- [What the task asks]:
Treat the line containing "Spot the wooden privacy" as the first line and the final line of the material below as the last; reproduce that range exactly.

- [Records for this task]:
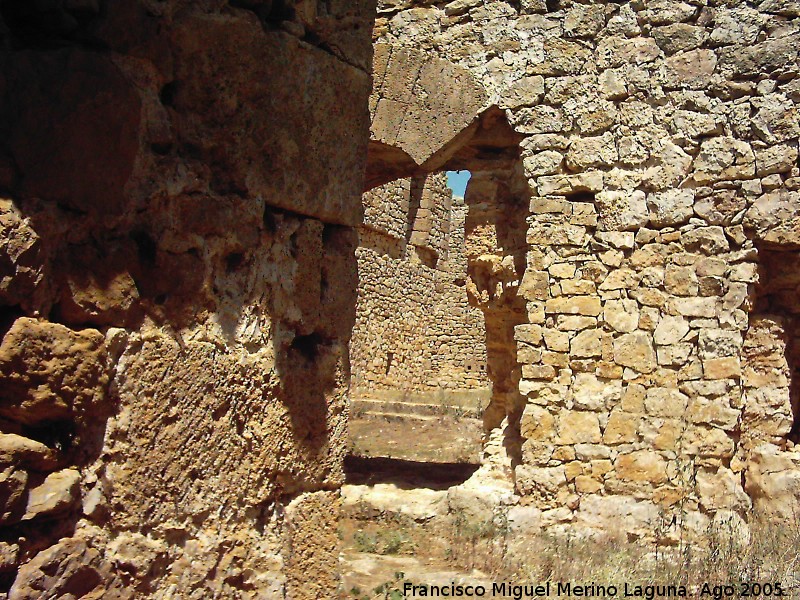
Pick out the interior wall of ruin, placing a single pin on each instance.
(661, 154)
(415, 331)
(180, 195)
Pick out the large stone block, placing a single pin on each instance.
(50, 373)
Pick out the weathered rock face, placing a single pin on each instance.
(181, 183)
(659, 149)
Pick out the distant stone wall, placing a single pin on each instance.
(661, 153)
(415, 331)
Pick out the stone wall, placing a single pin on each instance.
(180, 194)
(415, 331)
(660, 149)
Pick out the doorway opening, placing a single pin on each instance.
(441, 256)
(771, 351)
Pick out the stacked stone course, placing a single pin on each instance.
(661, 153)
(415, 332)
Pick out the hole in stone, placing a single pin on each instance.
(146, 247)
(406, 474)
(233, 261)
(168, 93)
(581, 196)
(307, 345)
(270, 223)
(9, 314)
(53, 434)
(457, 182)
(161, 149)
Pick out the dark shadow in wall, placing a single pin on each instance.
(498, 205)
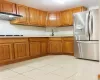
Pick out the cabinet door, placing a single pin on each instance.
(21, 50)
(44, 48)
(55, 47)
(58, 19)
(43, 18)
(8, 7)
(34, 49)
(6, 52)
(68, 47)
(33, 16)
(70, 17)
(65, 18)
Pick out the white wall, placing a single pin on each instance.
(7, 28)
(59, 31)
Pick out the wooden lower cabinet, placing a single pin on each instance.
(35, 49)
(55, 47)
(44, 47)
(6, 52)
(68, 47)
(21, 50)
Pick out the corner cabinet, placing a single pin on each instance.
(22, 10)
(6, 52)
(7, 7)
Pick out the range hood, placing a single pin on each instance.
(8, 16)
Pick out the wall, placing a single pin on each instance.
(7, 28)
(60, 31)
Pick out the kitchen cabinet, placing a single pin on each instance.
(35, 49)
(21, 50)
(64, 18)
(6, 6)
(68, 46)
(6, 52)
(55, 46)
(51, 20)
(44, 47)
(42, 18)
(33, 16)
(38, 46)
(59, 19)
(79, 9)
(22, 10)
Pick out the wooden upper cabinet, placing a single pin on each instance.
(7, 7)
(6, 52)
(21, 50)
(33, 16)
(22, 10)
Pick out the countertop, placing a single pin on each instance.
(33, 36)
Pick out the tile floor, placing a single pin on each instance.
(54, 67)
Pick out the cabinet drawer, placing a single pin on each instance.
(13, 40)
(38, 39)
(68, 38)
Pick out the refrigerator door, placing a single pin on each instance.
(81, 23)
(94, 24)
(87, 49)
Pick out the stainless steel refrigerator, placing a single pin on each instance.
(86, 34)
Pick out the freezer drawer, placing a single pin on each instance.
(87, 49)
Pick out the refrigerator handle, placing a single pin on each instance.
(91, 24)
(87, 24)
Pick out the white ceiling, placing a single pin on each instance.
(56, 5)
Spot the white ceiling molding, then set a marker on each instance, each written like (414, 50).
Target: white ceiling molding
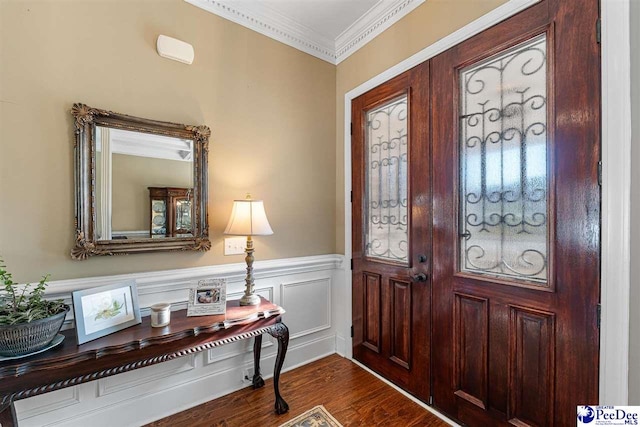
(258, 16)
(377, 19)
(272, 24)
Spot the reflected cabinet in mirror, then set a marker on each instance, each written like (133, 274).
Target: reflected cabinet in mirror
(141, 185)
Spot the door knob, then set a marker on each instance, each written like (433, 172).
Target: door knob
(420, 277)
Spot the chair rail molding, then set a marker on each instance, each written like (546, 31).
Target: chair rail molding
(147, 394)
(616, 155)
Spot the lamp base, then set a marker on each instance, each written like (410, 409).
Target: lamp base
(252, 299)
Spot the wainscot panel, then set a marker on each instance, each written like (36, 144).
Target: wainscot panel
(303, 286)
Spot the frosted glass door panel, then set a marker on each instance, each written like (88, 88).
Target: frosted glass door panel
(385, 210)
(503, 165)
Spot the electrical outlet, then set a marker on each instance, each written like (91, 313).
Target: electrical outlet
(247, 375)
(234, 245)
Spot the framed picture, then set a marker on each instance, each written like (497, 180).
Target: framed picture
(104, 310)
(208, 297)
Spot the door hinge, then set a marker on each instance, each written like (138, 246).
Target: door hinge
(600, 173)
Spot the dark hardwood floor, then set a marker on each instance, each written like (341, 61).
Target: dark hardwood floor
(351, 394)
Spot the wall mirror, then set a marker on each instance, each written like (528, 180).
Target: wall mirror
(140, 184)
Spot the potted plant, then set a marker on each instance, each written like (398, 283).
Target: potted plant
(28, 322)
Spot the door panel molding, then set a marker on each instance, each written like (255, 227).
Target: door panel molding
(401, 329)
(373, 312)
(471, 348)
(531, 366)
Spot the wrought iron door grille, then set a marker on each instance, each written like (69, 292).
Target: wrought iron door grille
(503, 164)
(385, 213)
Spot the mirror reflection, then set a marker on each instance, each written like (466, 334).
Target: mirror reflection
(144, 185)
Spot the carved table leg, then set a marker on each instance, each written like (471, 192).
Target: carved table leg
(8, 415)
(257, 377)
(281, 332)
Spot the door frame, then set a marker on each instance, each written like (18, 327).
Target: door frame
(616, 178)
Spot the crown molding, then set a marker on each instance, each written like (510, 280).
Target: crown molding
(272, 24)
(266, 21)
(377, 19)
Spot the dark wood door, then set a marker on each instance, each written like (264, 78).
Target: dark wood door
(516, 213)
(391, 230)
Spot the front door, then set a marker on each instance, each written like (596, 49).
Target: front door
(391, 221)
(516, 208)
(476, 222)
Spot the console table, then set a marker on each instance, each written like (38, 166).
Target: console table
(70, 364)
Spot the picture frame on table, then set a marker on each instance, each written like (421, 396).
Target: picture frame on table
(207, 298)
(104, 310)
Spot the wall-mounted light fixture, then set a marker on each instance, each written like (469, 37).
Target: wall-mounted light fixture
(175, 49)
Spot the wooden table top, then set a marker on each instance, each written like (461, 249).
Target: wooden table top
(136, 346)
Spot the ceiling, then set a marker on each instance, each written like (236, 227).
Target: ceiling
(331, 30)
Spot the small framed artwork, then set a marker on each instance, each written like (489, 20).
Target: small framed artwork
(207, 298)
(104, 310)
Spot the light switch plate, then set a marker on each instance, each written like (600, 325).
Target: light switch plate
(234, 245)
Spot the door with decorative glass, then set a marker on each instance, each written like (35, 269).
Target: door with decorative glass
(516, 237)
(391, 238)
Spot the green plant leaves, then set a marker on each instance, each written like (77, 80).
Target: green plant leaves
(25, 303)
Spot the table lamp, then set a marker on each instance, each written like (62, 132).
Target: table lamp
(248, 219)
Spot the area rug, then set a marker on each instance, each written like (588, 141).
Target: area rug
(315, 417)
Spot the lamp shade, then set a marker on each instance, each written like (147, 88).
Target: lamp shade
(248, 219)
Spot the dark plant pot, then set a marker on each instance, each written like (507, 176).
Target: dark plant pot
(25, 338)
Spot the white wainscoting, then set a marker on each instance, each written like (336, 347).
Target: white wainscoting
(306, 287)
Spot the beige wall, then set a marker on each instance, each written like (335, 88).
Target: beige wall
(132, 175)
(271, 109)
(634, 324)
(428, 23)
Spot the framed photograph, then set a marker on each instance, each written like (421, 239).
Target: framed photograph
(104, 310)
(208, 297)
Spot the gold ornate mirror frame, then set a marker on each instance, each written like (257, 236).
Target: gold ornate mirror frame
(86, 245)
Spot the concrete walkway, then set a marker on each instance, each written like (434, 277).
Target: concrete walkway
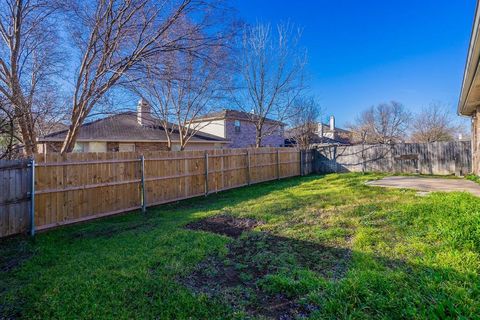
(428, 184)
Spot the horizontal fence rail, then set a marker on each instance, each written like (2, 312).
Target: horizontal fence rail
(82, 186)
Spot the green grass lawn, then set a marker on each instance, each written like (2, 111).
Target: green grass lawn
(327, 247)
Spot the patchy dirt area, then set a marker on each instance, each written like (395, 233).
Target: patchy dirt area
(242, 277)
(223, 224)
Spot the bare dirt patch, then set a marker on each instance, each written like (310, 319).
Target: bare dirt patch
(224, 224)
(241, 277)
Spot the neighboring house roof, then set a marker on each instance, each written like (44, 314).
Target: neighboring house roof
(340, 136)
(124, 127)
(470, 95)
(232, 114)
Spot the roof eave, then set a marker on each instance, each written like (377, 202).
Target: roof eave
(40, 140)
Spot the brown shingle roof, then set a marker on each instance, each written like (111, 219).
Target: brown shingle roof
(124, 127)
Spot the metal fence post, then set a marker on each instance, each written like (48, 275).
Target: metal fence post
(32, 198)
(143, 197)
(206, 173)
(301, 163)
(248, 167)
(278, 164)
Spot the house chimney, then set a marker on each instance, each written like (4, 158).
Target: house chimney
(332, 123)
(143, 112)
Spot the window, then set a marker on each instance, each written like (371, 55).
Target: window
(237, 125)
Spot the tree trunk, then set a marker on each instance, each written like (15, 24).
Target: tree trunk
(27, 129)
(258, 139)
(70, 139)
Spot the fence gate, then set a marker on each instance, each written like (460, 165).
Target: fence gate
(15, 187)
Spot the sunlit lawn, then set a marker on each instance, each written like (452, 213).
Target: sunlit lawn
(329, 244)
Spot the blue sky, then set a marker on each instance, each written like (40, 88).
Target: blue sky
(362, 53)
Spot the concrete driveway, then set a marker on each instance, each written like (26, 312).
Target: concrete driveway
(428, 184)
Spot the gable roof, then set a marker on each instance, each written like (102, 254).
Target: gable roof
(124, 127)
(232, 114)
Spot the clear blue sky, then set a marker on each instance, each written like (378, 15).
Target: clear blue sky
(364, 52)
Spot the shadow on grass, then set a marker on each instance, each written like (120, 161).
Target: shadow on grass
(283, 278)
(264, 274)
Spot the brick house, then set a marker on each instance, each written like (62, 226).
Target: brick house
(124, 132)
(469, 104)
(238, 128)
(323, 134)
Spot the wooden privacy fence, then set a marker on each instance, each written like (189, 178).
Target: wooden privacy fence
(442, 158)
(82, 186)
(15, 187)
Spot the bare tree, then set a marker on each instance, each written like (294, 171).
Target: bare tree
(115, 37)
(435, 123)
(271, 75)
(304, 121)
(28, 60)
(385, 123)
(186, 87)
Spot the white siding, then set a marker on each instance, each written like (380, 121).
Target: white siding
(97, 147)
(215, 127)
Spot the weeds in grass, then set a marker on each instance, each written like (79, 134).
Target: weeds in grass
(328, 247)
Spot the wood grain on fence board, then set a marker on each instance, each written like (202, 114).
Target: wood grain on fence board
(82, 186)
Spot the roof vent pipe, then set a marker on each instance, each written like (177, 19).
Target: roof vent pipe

- [Response below]:
Spot the wooden privacy fence, then set a marker on each instance, each written like (189, 178).
Target: wooden privacy fence
(442, 158)
(82, 186)
(15, 187)
Spot the bare tree, then set a marker on each instance, each written like (294, 171).
Target: bare tree
(115, 37)
(435, 123)
(271, 75)
(304, 121)
(28, 60)
(385, 123)
(186, 87)
Spot the white siding, then set a marker on each instance, each written like (380, 121).
Target: white siding
(97, 147)
(215, 127)
Spot the weeds in grass, then set a marker on each instance, each written like (79, 134).
Target: weeds in grass
(328, 247)
Spot the wood grain on fence board, then set a marker on each instance, each written like (202, 114).
Target: wood grain on fence board
(82, 186)
Spot the roof vent pipe, then set a marker on each instance, each written like (177, 19).
Target: roof vent pipe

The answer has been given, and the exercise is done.